## Text for analysis
________________________________________

It all depends if you want realtime scanning or not.  There are only a
few products out there currently for Linux that feature realtime
scanning for AV, currently Trend Micro ServerProtect for Linux (SPLX),
Sophos, and McAfee I believe.  With Symantec's product in beta right
now.  The problem with realtime scanning on Linux is that it requires a
kernel hooking module (KHM) in order to properly scan in realtime.  What
this means is that for EVERY new kernel (no matter how small the
variation) a new KHM must be released in order for realtime to continue
to function properly.  This is pretty ridiculous...and could be solved
if Red Hat (and other vendors) offered some kind of API like Microsoft
offers with Windows to accomodate this.  But they refuse (I manage the
SPLX product on a Red Hat corporate desktop soon to be on 300K+
workstations) access to this or the creation of this (at least to Trend
Micro - who is a big 3 vendor in AV).

If you want on-demand scanning only (as BitDefender offers) - then
surely BitDefender rates highly.  I, myself, would choose Kaspersky for
Linux.  It is updated quite often and it supports the most packers.

________________________________________

## Required action 1
In the post on Linux antivirus scanning, why would the writer pick Kaspersky for Linux? Answer in one to three sentences.
## Required action 2
Answer these questions from the post on Linux antivirus scanning, one line each:
(a) Whose realtime scanning product is in beta?
(b) About how many workstations will the writer's Red Hat corporate desktop soon be on?
(c) What kind of scanning does BitDefender offer?
## Required action 3
Sum up the post on Linux antivirus scanning in three sentences.

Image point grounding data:
________________________________________

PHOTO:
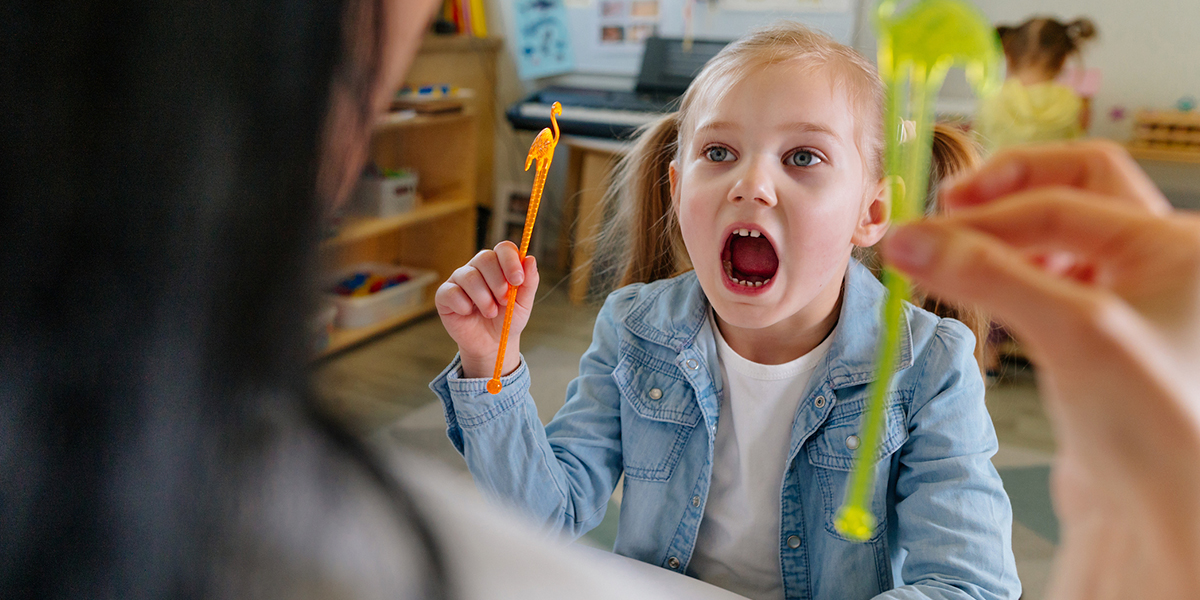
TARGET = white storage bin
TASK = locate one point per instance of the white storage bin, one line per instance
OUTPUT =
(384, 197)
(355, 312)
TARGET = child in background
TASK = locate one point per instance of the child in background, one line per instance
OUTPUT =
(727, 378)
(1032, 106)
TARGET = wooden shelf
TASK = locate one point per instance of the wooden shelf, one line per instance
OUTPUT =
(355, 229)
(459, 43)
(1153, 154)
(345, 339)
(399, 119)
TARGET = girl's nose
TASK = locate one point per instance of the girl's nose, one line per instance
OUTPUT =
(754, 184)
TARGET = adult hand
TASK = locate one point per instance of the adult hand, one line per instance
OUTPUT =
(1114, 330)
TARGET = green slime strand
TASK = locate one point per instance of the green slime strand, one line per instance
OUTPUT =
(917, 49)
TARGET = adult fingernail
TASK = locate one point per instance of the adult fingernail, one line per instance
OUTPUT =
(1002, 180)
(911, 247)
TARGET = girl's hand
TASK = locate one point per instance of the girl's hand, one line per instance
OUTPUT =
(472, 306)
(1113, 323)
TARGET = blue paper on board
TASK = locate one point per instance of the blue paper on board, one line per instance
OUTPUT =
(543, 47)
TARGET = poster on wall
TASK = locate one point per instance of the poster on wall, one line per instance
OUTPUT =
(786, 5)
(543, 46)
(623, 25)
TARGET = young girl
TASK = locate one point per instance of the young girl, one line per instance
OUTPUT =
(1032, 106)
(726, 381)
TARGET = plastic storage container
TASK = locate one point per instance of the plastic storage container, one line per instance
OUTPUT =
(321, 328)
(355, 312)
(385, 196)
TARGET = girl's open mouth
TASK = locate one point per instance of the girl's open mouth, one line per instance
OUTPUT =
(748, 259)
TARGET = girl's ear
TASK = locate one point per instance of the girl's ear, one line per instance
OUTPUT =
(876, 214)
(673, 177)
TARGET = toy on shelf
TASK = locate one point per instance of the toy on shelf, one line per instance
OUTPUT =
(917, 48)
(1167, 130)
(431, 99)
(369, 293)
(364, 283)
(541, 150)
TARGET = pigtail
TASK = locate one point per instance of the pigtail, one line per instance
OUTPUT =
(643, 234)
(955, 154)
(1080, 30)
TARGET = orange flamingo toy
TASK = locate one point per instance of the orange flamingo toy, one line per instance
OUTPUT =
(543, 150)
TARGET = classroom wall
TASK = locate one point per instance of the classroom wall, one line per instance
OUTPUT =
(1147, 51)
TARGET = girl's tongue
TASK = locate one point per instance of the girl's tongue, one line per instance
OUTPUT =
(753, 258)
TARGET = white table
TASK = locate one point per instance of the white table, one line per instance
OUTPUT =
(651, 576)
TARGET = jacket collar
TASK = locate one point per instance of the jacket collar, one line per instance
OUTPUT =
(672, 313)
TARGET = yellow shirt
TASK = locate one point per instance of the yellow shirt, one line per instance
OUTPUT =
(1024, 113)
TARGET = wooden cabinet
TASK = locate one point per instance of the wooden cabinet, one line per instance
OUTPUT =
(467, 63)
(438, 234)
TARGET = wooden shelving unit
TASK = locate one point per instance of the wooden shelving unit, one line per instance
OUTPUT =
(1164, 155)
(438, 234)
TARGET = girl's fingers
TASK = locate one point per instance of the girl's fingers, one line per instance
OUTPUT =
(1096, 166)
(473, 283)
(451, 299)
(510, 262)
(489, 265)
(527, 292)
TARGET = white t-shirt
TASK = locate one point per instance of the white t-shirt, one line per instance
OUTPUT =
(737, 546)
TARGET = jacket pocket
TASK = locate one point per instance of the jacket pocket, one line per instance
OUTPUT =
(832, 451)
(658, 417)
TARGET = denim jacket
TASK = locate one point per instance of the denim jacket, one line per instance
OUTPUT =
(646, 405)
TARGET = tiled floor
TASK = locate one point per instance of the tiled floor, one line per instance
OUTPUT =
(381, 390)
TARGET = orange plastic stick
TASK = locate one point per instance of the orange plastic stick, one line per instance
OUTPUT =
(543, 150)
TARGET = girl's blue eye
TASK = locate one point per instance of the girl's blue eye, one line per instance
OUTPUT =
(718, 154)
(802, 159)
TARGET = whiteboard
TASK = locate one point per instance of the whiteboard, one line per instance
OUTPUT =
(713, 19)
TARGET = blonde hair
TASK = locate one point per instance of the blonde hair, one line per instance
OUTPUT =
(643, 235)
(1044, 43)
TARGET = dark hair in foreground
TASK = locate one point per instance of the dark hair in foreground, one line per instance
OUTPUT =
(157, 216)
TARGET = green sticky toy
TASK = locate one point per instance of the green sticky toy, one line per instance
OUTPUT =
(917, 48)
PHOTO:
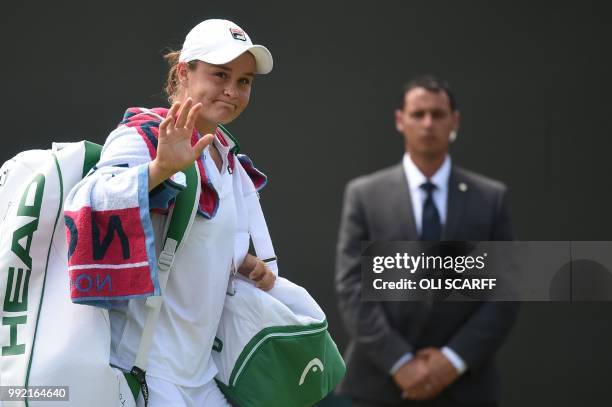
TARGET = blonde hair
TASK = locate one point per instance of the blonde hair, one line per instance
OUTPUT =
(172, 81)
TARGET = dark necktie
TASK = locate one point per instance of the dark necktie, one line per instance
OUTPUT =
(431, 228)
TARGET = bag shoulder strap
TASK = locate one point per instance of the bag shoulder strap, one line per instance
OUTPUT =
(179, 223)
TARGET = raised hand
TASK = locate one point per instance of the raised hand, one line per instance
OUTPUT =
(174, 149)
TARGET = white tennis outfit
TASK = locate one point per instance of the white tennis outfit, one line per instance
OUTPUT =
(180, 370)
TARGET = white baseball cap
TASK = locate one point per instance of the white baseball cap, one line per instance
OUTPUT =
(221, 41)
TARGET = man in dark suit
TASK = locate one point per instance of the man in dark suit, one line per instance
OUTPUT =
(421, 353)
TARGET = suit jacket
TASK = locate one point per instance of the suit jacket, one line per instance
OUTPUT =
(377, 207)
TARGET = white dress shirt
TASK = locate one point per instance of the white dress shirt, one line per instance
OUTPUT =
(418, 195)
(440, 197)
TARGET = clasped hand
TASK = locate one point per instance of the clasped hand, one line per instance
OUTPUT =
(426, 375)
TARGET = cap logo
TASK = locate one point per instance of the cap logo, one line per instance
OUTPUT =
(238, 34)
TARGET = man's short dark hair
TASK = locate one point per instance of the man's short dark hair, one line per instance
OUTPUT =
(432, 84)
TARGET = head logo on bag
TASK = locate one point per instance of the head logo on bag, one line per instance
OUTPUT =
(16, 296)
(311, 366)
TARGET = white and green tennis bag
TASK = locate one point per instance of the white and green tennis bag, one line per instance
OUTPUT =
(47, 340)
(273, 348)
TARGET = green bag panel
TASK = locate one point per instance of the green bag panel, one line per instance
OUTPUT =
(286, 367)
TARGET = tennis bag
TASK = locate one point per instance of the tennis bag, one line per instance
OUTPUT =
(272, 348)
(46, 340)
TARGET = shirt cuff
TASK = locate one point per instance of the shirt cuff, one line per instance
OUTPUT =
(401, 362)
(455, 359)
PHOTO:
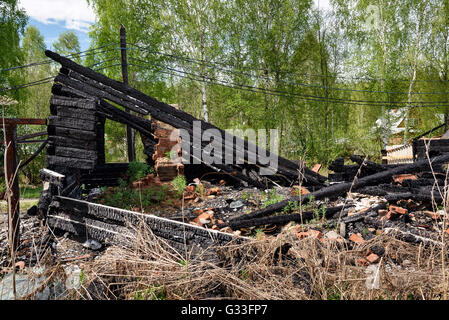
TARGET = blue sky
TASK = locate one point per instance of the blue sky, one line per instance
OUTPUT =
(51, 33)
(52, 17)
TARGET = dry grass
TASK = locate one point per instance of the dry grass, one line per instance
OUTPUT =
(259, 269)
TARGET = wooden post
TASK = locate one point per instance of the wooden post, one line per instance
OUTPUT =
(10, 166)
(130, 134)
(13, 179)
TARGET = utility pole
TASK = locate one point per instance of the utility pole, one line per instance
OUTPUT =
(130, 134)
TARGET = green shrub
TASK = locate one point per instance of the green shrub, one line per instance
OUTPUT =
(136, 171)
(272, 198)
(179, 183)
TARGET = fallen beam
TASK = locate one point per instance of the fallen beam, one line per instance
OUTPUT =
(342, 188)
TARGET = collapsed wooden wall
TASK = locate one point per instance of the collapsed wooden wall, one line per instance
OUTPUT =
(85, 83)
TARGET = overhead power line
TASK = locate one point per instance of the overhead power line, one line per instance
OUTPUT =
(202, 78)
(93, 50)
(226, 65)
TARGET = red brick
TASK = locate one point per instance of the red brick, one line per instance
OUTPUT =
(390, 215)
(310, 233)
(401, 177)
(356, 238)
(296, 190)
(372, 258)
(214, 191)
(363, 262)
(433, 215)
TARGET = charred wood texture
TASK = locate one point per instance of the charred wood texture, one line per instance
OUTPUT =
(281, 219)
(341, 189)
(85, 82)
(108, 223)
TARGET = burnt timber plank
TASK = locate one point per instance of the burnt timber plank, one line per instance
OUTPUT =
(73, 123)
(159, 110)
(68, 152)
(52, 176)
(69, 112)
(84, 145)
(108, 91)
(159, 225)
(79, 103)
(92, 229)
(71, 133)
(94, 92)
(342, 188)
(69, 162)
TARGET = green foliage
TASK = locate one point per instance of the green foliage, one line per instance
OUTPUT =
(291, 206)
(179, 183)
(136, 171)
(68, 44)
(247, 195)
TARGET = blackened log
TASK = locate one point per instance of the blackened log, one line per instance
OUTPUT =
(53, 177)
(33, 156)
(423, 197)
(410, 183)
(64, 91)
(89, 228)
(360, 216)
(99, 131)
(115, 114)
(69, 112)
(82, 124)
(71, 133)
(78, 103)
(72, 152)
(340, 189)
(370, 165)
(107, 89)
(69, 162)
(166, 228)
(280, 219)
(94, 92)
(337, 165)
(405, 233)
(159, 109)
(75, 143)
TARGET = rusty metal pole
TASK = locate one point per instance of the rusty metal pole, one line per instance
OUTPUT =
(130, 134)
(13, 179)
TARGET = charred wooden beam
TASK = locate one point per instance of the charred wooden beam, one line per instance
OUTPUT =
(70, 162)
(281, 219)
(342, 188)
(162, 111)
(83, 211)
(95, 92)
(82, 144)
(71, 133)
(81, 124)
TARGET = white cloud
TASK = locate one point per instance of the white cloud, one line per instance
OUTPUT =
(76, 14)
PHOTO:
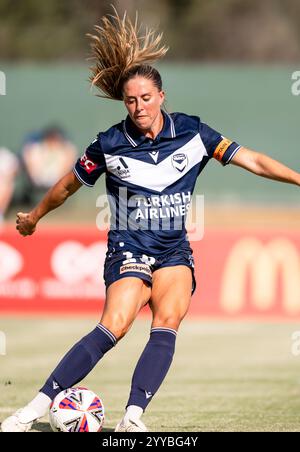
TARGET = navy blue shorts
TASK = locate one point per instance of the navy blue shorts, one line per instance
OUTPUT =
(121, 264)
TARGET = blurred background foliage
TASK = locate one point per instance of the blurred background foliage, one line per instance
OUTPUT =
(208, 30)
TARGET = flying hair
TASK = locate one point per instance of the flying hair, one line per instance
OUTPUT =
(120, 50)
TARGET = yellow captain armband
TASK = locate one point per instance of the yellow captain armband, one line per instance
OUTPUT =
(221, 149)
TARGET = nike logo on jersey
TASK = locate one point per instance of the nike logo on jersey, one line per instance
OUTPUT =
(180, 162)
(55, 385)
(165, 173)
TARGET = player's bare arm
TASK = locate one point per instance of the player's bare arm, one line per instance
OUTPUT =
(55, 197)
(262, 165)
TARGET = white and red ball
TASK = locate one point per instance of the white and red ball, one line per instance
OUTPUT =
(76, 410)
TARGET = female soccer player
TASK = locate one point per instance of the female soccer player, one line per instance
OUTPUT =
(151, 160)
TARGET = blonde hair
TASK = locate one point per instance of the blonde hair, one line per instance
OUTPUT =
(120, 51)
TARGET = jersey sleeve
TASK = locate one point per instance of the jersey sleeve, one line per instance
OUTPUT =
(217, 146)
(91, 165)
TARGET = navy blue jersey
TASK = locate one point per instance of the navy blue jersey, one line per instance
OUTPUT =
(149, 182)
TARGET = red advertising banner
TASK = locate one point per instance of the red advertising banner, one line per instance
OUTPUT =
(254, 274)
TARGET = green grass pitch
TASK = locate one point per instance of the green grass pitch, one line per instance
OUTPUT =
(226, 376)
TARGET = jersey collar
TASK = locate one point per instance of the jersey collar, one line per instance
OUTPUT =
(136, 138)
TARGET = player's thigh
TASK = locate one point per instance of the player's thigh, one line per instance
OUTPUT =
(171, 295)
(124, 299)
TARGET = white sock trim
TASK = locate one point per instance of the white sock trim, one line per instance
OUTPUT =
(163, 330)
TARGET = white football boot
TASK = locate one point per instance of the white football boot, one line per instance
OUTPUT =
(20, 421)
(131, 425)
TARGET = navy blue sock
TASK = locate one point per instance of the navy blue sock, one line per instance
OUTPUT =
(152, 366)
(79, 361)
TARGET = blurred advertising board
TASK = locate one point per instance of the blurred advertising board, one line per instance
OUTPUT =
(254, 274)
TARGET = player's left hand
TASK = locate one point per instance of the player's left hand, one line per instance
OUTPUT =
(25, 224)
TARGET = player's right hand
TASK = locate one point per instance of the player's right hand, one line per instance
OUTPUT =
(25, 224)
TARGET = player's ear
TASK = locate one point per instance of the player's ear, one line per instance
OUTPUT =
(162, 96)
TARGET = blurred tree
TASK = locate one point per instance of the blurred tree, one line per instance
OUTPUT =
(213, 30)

________________________________________

## Written reply 1
The writer would pick Kaspersky for Linux because it gets updated quite often. It also supports the most packers.

## Written reply 2
(a) Symantec's.
(b) More than 300K.
(c) On-demand scanning only.

## Written reply 3
Realtime antivirus scanning on Linux needs a kernel hooking module, so a new one must be released for every new kernel. The writer says this could be solved if Red Hat and other vendors offered an API like Microsoft does with Windows, but they refuse. For on-demand scanning only, BitDefender rates highly, though the writer would choose Kaspersky for Linux.